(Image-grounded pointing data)
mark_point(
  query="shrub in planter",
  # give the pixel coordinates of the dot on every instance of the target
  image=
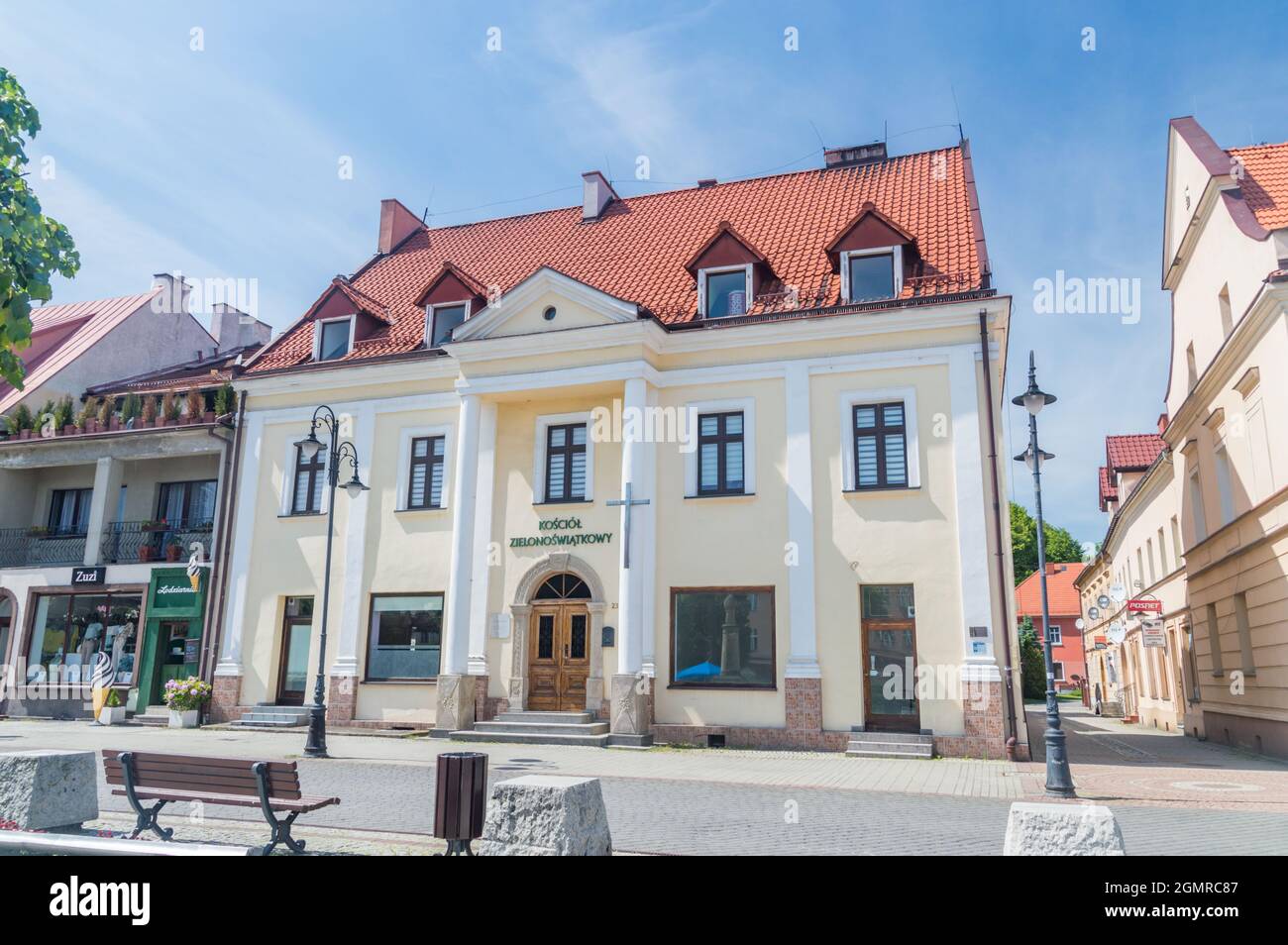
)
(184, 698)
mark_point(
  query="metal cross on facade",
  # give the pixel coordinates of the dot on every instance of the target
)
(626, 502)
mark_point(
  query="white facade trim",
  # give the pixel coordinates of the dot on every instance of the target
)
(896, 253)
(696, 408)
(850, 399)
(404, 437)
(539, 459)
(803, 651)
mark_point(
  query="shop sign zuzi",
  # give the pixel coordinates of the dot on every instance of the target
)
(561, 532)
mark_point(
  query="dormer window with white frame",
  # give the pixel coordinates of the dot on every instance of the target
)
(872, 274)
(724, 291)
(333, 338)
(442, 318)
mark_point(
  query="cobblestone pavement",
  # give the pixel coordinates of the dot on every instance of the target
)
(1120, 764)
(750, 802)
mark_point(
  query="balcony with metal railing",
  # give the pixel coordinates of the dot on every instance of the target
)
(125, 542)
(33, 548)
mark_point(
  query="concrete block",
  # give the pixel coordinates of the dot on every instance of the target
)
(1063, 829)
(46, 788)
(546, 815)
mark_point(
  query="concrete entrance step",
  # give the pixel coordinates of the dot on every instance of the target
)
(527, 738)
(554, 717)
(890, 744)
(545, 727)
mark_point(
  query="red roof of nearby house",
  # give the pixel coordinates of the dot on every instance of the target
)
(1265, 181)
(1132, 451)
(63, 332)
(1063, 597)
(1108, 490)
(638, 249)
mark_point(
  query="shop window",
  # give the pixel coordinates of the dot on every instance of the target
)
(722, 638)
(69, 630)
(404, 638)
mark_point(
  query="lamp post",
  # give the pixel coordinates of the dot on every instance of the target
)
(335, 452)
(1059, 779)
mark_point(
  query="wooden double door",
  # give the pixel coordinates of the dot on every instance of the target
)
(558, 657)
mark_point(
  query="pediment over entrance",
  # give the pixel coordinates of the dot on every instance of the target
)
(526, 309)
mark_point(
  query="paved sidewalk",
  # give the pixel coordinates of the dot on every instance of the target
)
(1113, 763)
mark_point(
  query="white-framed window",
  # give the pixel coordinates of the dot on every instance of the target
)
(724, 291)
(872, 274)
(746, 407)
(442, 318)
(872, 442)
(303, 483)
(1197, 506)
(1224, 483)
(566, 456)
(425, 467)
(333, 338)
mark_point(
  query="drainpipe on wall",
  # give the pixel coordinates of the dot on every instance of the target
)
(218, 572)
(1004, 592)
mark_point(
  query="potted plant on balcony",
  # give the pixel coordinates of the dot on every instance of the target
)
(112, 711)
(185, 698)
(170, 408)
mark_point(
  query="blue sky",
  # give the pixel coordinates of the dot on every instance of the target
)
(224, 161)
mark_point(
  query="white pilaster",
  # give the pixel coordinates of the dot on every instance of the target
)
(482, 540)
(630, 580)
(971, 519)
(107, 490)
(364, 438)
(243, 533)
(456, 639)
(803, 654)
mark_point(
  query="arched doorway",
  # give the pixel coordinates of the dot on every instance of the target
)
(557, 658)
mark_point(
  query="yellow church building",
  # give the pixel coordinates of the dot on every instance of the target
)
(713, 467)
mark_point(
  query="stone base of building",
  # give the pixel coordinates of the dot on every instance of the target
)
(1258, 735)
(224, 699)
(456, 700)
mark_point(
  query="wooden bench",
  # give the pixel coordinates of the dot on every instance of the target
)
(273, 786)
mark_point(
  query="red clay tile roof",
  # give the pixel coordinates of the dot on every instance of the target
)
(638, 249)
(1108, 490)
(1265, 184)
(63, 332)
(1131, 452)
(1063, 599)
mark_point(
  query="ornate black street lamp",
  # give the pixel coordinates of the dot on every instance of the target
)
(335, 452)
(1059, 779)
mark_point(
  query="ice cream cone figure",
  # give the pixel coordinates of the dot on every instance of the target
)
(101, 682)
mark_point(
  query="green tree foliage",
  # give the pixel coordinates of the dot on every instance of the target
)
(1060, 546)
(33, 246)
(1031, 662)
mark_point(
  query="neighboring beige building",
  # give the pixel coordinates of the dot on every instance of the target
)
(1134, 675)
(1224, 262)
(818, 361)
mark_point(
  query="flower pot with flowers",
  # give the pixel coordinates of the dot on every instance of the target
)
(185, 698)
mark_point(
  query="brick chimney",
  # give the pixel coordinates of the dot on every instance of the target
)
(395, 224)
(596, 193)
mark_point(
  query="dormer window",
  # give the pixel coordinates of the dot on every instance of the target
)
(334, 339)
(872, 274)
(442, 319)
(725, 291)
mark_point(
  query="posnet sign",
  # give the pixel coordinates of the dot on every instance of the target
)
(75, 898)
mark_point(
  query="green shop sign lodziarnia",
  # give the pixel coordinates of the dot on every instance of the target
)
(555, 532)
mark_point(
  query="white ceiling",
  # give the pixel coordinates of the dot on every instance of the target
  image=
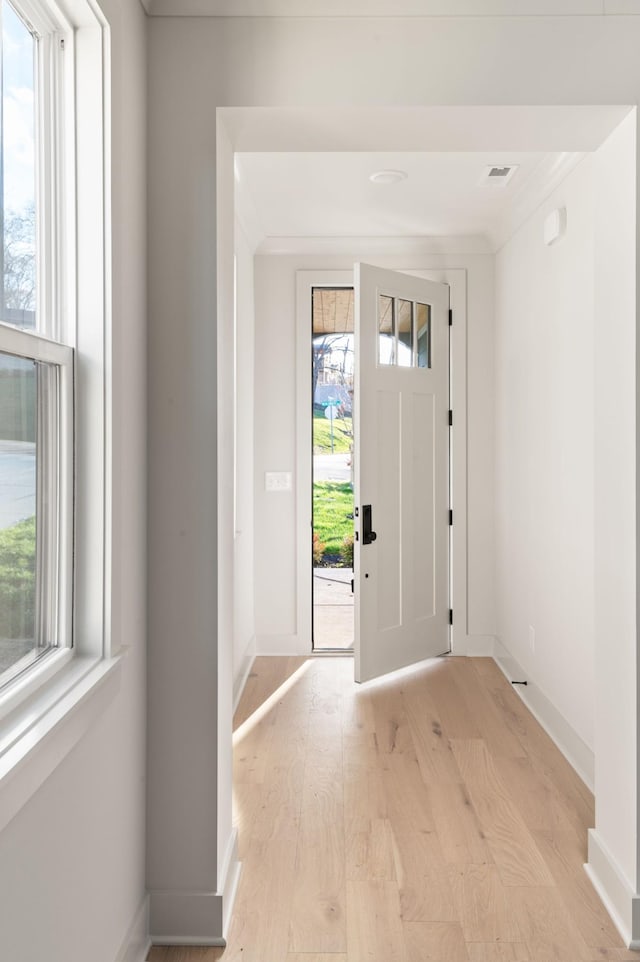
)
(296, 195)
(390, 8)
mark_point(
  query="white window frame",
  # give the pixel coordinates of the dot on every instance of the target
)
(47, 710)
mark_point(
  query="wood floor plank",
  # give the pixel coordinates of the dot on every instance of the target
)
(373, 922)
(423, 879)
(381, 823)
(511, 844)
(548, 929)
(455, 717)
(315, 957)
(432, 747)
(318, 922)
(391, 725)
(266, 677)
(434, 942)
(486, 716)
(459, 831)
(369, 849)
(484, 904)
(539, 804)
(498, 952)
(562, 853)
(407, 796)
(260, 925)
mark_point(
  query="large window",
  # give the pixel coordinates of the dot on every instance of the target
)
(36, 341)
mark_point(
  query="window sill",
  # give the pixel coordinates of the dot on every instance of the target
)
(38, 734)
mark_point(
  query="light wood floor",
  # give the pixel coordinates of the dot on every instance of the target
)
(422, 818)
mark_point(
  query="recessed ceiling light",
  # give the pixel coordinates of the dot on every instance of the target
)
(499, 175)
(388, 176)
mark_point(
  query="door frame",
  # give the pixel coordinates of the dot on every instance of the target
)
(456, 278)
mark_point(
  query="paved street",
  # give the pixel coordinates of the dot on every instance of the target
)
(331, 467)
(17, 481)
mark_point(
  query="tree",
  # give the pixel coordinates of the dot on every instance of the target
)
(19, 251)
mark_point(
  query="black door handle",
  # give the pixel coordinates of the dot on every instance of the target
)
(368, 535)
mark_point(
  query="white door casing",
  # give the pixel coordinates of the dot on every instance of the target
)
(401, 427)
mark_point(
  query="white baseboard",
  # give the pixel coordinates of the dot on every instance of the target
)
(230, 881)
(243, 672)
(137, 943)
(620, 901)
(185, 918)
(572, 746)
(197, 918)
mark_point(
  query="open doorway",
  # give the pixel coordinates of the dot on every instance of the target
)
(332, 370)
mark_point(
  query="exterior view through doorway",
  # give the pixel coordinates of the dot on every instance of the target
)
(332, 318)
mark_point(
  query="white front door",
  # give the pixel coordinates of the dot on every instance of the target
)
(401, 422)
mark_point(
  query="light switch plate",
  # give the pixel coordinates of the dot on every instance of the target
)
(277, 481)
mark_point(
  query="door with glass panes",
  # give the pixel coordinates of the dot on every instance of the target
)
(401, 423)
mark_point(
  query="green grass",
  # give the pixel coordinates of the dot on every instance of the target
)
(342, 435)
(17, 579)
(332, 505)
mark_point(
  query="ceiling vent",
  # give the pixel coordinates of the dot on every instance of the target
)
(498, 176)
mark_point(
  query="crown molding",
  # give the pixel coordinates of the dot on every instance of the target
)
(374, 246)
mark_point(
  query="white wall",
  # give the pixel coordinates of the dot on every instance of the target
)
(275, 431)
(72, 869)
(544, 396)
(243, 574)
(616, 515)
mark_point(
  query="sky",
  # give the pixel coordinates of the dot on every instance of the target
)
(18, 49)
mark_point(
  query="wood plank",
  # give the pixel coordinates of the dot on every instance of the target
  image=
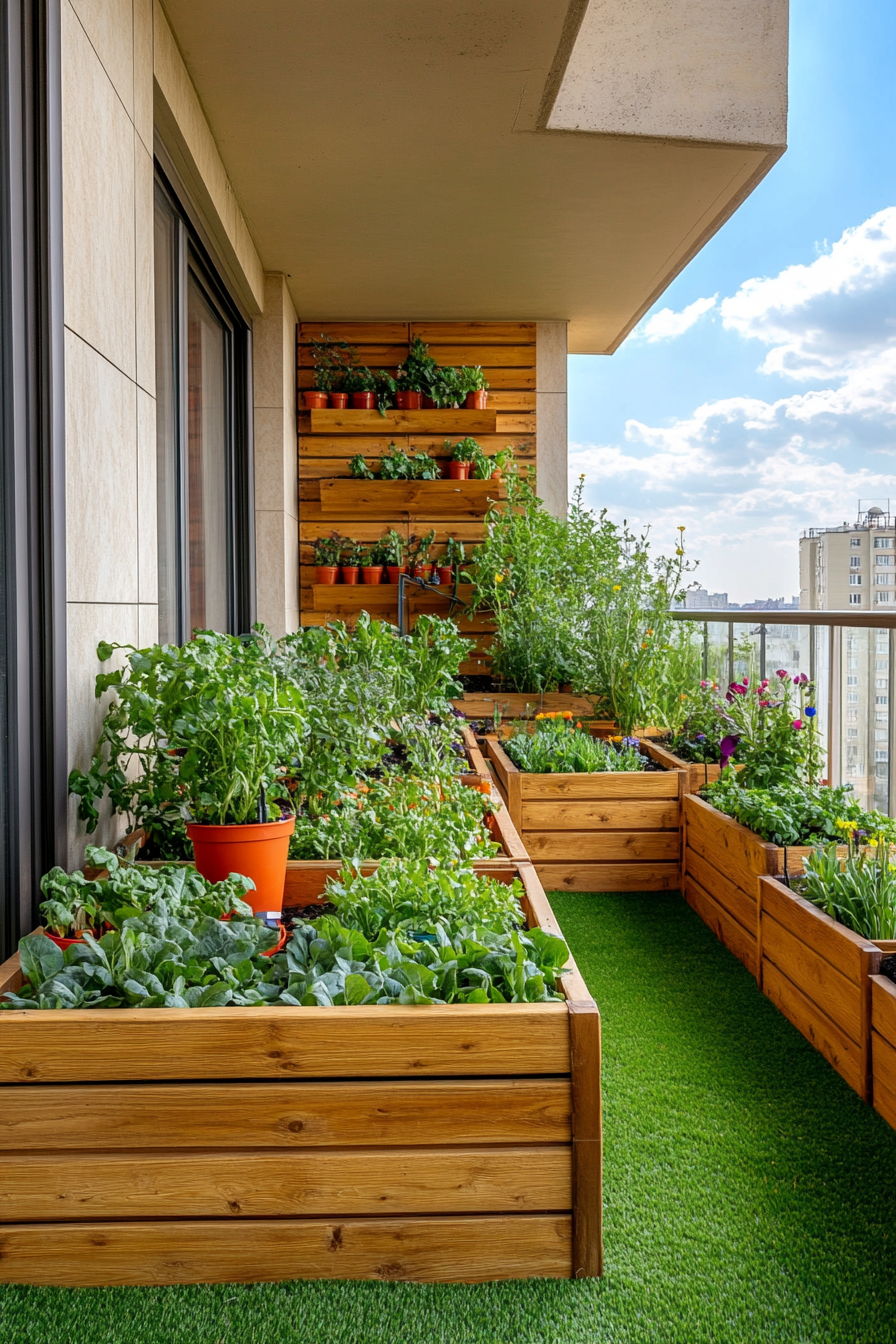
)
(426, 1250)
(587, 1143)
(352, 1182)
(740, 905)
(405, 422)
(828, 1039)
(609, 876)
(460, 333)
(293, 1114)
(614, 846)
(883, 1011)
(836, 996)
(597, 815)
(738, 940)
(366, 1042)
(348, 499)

### YOUR TASK
Find the lines above that contain the string "light" and answer with how many there are, nothing else.

### ANSWER BOX
3